The records that follow must be reproduced in full, exactly as written.

====================

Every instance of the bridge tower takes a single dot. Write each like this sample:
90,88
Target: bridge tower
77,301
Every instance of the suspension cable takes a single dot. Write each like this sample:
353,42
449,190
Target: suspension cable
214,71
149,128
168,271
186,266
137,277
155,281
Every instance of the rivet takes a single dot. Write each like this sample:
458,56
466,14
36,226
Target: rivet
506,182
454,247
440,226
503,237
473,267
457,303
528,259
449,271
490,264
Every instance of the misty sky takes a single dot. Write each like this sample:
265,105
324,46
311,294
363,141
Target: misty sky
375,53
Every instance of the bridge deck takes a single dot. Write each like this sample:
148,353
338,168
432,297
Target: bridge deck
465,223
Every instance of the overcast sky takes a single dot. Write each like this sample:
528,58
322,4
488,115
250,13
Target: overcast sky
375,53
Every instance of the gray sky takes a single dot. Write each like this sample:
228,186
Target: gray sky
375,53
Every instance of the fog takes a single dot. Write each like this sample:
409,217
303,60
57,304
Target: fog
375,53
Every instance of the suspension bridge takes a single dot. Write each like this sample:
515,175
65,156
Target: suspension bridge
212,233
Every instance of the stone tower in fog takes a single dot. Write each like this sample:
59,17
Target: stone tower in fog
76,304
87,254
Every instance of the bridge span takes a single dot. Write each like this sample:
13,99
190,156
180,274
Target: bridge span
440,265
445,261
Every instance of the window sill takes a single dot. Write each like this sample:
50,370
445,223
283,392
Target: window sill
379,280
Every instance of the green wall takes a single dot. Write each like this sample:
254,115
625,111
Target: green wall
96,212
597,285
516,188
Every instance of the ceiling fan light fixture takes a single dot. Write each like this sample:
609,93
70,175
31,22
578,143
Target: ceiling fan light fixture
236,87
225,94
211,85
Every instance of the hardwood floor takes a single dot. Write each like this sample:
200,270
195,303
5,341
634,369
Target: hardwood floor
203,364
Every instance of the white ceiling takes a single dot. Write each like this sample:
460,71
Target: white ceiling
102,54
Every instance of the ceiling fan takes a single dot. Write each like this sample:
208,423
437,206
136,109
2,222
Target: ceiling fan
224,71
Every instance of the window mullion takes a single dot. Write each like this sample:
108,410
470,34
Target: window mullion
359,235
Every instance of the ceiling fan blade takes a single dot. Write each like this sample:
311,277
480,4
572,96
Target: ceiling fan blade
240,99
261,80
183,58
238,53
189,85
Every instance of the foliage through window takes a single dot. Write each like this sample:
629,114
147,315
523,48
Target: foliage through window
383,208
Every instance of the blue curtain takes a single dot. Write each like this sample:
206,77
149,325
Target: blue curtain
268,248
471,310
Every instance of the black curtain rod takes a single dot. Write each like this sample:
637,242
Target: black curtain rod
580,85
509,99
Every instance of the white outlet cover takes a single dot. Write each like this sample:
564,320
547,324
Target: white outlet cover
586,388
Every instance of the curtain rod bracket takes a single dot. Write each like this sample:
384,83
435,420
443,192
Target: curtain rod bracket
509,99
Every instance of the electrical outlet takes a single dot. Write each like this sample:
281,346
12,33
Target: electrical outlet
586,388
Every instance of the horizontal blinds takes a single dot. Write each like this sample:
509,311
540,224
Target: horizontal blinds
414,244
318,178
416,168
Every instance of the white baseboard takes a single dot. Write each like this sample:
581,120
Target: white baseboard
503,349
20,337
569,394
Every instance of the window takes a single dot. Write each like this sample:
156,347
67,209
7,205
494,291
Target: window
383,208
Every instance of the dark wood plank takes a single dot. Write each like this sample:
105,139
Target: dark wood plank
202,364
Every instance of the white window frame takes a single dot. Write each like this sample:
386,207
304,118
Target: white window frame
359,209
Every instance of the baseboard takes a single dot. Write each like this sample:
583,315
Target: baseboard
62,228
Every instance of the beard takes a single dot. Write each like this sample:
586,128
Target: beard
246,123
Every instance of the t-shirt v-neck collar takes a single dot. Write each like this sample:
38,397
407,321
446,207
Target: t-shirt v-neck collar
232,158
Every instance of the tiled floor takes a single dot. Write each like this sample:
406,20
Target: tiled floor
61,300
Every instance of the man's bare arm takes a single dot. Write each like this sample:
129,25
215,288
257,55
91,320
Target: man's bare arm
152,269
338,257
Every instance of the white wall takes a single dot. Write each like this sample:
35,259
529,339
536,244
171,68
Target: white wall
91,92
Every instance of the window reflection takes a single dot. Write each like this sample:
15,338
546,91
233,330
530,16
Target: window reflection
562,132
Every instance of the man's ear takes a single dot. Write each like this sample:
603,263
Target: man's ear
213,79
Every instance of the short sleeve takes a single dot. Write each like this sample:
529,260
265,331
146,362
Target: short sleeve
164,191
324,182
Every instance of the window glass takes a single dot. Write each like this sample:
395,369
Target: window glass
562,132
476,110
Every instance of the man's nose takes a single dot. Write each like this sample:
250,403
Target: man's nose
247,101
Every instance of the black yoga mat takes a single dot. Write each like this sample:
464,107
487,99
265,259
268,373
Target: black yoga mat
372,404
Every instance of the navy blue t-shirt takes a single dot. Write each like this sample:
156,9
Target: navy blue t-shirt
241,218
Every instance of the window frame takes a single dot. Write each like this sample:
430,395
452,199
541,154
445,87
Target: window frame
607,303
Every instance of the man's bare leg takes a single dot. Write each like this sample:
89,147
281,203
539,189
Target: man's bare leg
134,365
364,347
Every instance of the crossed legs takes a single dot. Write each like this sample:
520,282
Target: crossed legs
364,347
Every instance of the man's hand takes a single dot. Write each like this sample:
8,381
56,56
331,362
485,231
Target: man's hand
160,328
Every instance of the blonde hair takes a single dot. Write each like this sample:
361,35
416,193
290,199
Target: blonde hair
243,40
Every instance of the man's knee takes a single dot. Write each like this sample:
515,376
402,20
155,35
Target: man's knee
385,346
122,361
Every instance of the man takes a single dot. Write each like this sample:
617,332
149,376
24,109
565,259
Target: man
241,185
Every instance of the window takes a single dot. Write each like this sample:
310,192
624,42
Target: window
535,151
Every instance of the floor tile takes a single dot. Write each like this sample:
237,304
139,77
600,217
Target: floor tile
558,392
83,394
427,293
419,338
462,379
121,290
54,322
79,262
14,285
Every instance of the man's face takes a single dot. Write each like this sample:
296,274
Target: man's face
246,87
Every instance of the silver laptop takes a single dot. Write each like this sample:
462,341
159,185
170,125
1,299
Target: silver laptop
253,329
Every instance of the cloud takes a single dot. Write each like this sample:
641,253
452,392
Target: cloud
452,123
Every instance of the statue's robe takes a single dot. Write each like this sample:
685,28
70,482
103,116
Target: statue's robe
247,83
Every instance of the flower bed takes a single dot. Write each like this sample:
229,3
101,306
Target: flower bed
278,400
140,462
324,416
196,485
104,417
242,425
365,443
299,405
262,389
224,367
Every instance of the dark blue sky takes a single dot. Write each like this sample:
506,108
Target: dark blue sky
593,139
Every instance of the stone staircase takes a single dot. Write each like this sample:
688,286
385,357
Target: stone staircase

====================

### TASK RESPONSE:
Every instance of the bridge tower takes a single dot. Write each like this sample:
90,88
Target: bridge tower
77,301
Every instance of the suspension cable takes a single dot. Write each like this sample:
353,42
449,190
Target: suspension cable
214,71
149,128
168,271
186,266
137,277
155,281
Every instance of the rivet takes a single dot. Write each like this sample:
458,56
466,14
36,226
Target: rivet
506,182
454,247
440,226
503,237
473,267
457,303
528,259
449,271
490,264
Every instance of the misty sky takes a single dot. Write each like this sample:
265,105
324,46
311,294
363,141
Target: misty sky
375,53
Every instance of the bridge deck takes a single dot. Write each like this sample:
148,353
338,168
432,297
Target: bridge deck
465,223
Every instance of the overcast sky takes a single dot. Write each like this sample:
528,58
322,4
488,115
250,13
Target: overcast sky
375,53
Every instance of the gray sky takes a single dot. Write each like this sample:
228,186
Target: gray sky
375,53
Every instance of the fog takes a single dot. Write each like this sample:
409,217
303,60
57,304
Target: fog
375,53
Every instance of the suspension bridge takes a single dot. Write each like this sample:
515,175
65,156
Target: suspension bridge
212,233
Every instance of the stone tower in fog takes a single dot. Write each like this sample:
59,17
Target: stone tower in fog
76,304
87,254
Every instance of the bridge span takes a single dot. Write each like this sample:
13,99
190,156
180,274
Target: bridge span
440,265
445,261
Every instance of the window sill takes a single dot. Write each like this sample:
50,370
445,223
283,392
Target: window sill
379,280
Every instance of the green wall takes a single dot. Write each like this sample:
254,115
625,111
Target: green wall
96,212
597,285
516,188
Every instance of the ceiling fan light fixture takes a single dot. Write each like this sample:
609,93
70,175
31,22
578,143
Target: ceiling fan light fixture
236,87
225,94
211,85
Every instance of the hardwood floor takes a single dot. Write each like this sample:
200,270
195,303
5,341
634,369
Target: hardwood floor
203,364
Every instance of the white ceiling takes a single dot. Write each like this sample:
460,71
Target: white ceiling
102,54
Every instance of the ceiling fan takes a single dot. Write each like this sample:
208,423
437,206
136,109
2,222
Target: ceiling fan
224,71
Every instance of the window mullion takes a single dot. Write each like this sample:
108,410
470,34
Target: window mullion
359,235
Every instance of the ceiling fan blade takes a single dot. Write each like this sample:
311,277
480,4
572,96
Target: ceiling fan blade
240,99
261,80
183,58
238,53
189,85
Every instance of the foliage through window takes a single dot. Write each like this sample:
629,114
147,315
523,48
Target: foliage through window
383,208
Every instance of the blue curtain takes a single dot. Write each like this sample:
206,77
149,325
Target: blue curtain
268,248
471,310
Every instance of the black curtain rod takes a single dot. Write each like this sample:
637,242
Target: black curtain rod
580,85
509,99
Every instance of the white outlet cover takes a single dot. Write each like this sample:
564,320
547,324
Target: white outlet cover
586,388
Every instance of the curtain rod bracket takes a single dot. Write each like this sample:
384,83
435,420
443,192
Target: curtain rod bracket
509,99
Every instance of the electrical outlet takes a single dot. Write each like this sample:
281,346
12,33
Target: electrical outlet
586,388
Every instance of the horizontal blinds takes a single dot. Write each like this sample:
509,311
540,224
Target: horizontal blinds
414,244
318,178
416,168
Every instance of the white baseboard takes a single dot. Write each like this sample:
581,120
Target: white baseboard
503,349
20,337
569,394
Every instance of the window takes a single dot. Write each like this sample:
156,347
67,209
7,205
494,291
Target: window
383,208
Every instance of the dark wood plank takes a single dot. Write each like this sample:
105,139
Target: dark wood plank
202,364
Every instance of the white window frame takes a single dot. Write each like this sample:
386,207
304,118
Target: white window frame
359,209
Every instance of the baseboard takes a single dot. Write each like this sample:
583,315
Target: baseboard
62,228
Every instance of the beard takes a single dot. Write each like this sample:
586,128
Target: beard
246,123
Every instance of the t-shirt v-neck collar takes a single dot. Write each like this sample:
38,397
407,321
446,207
Target: t-shirt v-neck collar
232,158
Every instance of the tiled floor takes a single dot. Write each like this sample:
406,20
Target: tiled floor
61,300
Every instance of the man's bare arm takes a single dot. Write each like this sample:
129,25
215,288
257,55
91,320
Target: man's bare arm
152,269
338,257
Every instance of the white wall takes a single dot. Write each like this sample:
35,259
529,339
536,244
171,68
Target: white wall
91,92
Every instance of the window reflection takes a single dot. Write each like this sample:
15,338
546,91
233,330
530,16
Target: window reflection
562,132
Every instance of the man's ear takes a single dot. Write each like this sample:
603,263
Target: man's ear
213,79
Every instance of the short sleeve takes a single dot. Write each like this sample:
529,260
265,331
146,362
Target: short sleeve
164,191
324,182
Every instance of the window glass takes a single dot. Write each like this sample:
395,369
Target: window glass
562,132
476,110
Every instance of the man's nose takes a single dot. Write each like this sample:
250,403
Target: man's nose
247,101
Every instance of the black yoga mat takes a single dot. Write each like this sample:
464,107
487,99
265,259
268,373
Target: black yoga mat
372,404
Every instance of the navy blue t-shirt takes a single dot. Write each like this sample:
156,9
Target: navy blue t-shirt
241,218
Every instance of the window frame takes a single dot. Write each like this sample:
430,395
452,199
541,154
445,87
Target: window frame
607,303
Every instance of the man's bare leg takes a single dot. Write each like this sample:
89,147
281,203
539,189
Target: man's bare leg
134,365
364,347
Every instance of the crossed legs takes a single dot. Write each like this sample:
520,282
Target: crossed legs
364,347
Every instance of the man's hand takes a single dot. Write each like this sample:
8,381
56,56
331,362
485,231
Target: man's hand
160,328
Every instance of the blonde hair takes a single dot. Write each like this sample:
361,35
416,193
290,199
Target: blonde hair
243,40
Every instance of the man's knee takes a single dot. Write each like this sample:
515,376
402,20
155,35
Target: man's knee
385,346
122,361
Every instance of the man takes a single dot. Write each like this sample:
617,332
149,376
24,109
565,259
Target: man
241,185
Every instance of the window takes a single dot. Write each like this sample:
310,192
624,42
Target: window
535,151
Every instance of the floor tile takes a single dot. Write each like this sample:
237,304
139,77
600,217
Target: floor tile
558,392
83,394
427,293
419,338
462,379
121,290
54,322
79,262
14,285
Every instance of the man's face takes a single dot. Write each like this sample:
296,274
Target: man's face
246,87
Every instance of the silver laptop takes a single dot. Write each like this sample:
462,341
159,185
170,125
1,299
Target: silver laptop
253,329
Every instance of the cloud takes a single dot. Write each like this sample:
641,253
452,392
Target: cloud
452,123
Every instance of the statue's robe takes a single dot. Write each like this sample:
685,28
70,482
103,116
Target: statue's robe
247,83
Every instance of the flower bed takes a single dot. Write each like this sample:
229,3
101,306
Target: flower bed
278,400
140,462
324,416
196,485
104,417
242,425
365,443
299,405
262,389
224,367
Every instance of the dark blue sky takes a single dot. Write each like this sample:
506,108
Target: dark blue sky
593,139
Every instance of the stone staircase takes a single dot. Write each like this sample:
688,286
385,357
Target: stone staircase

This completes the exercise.